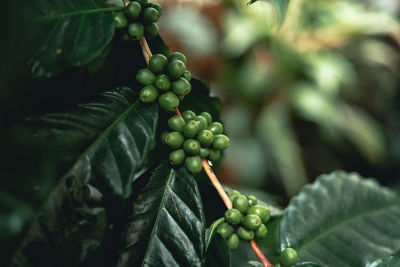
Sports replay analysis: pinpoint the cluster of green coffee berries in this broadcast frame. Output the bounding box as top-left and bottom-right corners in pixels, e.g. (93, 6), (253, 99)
(114, 0), (162, 41)
(136, 52), (192, 111)
(217, 190), (271, 250)
(161, 110), (229, 173)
-- -- --
● ZU ERLEDIGENDE AUFGABE
Schreib bitte alle Zeilen der Einträge oben samt Textzeilen erneut ab und addiere dabei 21 zu jeder Koordinate der Begrenzungsrahmen in den Antworten, während die Zahlen im Text selbst samt Formatbeispiel unverändert bleiben. Die Bilder lässt du in deiner Antwort weg.

● LÖSUNG DER AUFGABE
Sports replay analysis: pinpoint the cluster of green coffee berries in this broadcast frame. Output the bounding box as top-left and bottom-right corners in pixels, e.g. (93, 6), (253, 99)
(135, 21), (183, 62)
(157, 73), (213, 132)
(238, 211), (292, 271)
(182, 131), (250, 194)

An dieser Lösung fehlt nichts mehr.